● Document:

-=-=-

For the life of me I tried for 45 minutes with shoes on my feet to clip in and cannot do it. Crank Brothers candy 1 pedals and FiveTen Kestrel shoes. Do I need to add the shims? What am I doing wrong?

Thanks!


----------



## evasive (Feb 18, 2005)

Apologies for starting with a really obvious question, but do you have the right cleats on your shoes? Crank Brothers pedals don’t use SPD-style cleats.


----------



## sgltrak (Feb 19, 2005)

I have never used Crank Bros pedals and cleats, but in the past I have had to trim some of the sole material from around the cleat hole on some models of shoes for my SPD setup to function correctly.


----------



## Battery (May 7, 2016)

I actually double shimmed my Specialized 2FO Cliplites to work perfectly with my Crankbrothers Mallet E and DH pedals. For you, try adding a single shim for each shoe and see if it works. You can also try attaching the shoe to the pedal without wearing it too. Doing that will let you see how the cleats are engaging into the pedal.

-=-=-

● Dataset extract:
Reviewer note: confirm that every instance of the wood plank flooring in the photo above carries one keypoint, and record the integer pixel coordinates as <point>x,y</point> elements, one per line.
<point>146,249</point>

-=-=-

● Directions for this task: Reproduce word for word the stretch of the pedal forum thread that opens with the words containing "## Battery (May" and closes with "into the pedal.".

● Output of the task:
## Battery (May 7, 2016)

I actually double shimmed my Specialized 2FO Cliplites to work perfectly with my Crankbrothers Mallet E and DH pedals. For you, try adding a single shim for each shoe and see if it works. You can also try attaching the shoe to the pedal without wearing it too. Doing that will let you see how the cleats are engaging into the pedal.